▸ EXERCISE
Shift every bounding box coordinate in the answers by -19, and write out the lines again, requests included, starting with the first line and going on through the line with "[0,326,1023,758]".

▸ RECORDS PROVIDED
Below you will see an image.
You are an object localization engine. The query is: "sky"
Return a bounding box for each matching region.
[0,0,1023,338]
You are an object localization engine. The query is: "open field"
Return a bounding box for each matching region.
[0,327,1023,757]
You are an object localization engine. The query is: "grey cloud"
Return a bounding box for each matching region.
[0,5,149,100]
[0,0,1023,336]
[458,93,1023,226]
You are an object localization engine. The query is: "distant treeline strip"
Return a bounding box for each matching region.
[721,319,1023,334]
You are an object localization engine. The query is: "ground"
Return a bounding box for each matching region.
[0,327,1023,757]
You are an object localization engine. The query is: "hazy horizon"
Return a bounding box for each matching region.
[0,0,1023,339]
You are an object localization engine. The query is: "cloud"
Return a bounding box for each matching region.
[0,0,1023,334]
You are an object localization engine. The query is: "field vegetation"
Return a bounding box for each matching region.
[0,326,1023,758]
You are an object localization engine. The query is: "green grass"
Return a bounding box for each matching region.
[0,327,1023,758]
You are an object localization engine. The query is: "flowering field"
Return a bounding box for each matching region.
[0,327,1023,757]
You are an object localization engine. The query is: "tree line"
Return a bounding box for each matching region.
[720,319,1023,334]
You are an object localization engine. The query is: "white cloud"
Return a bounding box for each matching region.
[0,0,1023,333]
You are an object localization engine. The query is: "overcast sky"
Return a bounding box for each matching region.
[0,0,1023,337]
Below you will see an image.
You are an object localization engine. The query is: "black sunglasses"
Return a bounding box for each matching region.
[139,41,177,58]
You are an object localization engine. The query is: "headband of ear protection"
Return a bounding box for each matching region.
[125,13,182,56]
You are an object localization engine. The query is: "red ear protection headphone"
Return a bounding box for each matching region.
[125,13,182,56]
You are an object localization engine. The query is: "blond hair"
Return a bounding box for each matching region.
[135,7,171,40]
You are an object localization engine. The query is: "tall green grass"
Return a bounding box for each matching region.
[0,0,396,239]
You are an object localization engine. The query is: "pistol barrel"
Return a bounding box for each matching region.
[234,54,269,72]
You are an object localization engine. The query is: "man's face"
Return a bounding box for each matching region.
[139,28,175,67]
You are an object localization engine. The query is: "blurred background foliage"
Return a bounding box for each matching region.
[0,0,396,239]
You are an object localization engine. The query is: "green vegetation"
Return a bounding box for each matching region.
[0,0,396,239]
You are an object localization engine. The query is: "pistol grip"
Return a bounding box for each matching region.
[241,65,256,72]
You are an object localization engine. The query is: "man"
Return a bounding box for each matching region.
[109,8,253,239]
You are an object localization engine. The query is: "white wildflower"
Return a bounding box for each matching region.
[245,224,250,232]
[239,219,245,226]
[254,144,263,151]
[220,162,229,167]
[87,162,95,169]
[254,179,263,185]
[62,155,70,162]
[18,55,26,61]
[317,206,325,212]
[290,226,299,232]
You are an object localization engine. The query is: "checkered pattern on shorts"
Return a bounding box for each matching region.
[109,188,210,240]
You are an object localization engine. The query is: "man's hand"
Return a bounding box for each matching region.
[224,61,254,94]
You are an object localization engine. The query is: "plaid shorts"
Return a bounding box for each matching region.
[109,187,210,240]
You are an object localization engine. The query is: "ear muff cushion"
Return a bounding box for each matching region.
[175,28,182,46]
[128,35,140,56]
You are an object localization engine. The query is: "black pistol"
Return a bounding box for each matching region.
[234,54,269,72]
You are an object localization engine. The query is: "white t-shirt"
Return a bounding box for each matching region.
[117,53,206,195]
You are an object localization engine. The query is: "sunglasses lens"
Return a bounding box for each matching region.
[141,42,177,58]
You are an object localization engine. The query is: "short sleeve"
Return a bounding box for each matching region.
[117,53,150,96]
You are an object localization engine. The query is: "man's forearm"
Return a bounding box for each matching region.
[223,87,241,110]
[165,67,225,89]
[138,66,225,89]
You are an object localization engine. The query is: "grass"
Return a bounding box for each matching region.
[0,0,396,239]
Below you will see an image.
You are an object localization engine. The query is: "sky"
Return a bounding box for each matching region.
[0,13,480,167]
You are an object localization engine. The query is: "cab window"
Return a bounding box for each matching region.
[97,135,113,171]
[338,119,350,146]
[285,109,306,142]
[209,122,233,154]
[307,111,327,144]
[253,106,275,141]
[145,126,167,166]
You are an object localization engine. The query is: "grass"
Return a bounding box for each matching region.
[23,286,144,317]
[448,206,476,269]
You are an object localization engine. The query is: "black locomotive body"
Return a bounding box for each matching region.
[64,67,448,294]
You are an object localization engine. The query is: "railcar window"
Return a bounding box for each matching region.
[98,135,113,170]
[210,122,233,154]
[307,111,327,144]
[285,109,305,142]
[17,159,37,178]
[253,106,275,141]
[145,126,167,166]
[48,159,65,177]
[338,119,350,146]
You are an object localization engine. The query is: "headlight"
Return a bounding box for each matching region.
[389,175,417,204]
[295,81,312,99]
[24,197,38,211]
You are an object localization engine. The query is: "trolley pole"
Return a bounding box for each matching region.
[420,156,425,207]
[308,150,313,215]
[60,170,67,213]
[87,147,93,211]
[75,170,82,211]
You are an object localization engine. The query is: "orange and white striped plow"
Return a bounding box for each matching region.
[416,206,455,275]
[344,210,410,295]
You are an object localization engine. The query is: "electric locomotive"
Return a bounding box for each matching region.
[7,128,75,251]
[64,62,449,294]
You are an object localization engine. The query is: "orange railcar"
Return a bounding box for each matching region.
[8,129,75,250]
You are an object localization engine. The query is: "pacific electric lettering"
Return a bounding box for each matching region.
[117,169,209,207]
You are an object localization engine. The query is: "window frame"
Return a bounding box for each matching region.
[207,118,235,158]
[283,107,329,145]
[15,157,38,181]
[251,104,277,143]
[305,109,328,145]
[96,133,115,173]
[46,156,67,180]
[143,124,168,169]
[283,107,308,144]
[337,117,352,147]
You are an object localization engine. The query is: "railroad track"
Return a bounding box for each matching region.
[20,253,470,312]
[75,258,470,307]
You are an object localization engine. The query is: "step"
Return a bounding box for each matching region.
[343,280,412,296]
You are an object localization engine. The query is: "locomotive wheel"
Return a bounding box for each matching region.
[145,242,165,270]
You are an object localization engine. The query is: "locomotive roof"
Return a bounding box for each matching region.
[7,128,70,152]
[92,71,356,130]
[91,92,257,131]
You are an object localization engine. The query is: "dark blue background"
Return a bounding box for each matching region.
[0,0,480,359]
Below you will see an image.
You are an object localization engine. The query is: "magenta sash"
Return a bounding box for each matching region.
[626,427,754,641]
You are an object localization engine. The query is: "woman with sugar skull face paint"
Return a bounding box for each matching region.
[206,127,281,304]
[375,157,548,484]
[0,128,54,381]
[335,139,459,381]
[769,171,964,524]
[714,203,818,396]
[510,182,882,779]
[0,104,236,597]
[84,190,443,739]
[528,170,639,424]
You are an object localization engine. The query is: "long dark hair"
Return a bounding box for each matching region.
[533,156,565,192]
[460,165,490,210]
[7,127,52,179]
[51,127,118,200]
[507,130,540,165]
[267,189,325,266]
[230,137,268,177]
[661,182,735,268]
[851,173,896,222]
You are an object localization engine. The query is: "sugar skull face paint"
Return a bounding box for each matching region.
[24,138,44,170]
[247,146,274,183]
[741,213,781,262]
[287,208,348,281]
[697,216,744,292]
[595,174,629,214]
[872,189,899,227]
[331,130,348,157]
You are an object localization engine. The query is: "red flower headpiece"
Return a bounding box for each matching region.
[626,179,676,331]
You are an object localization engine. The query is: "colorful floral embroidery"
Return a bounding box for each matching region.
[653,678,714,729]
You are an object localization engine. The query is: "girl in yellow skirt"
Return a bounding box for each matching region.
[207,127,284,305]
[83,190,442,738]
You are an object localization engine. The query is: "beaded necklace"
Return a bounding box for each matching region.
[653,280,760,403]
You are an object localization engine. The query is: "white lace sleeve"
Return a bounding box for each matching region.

▸ SOLVED EXERCISE
Below you will see an image.
You are an object localization engine. The query is: "sky"
Return a bounding box for each matching region.
[-19,-19,1004,319]
You are an object localization engine. The query is: "open field"
Return a bounding box for each matching region.
[-19,308,1004,738]
You are an object localization engine. The query is: "grey cloud"
Return a bounding box for each matching region.
[-19,-14,130,81]
[-19,-19,1004,317]
[439,74,1004,207]
You are an object localization engine. The query is: "distant treeline strip"
Return a bounding box for each matching region.
[702,300,1004,315]
You are an object localization engine. The query is: "ground"
Return a bounding box for each matching region.
[-19,308,1004,738]
You are an object localization engine. The query is: "hazy horizon"
Return a bounding box for each matching region.
[-19,-19,1004,320]
You are an object localization engine. The query is: "cloud"
Return a bounding box for each matching region.
[-19,-19,1004,315]
You are an object localization engine. The query is: "field vegetation"
Return a bounding box for each matching region.
[-19,307,1004,739]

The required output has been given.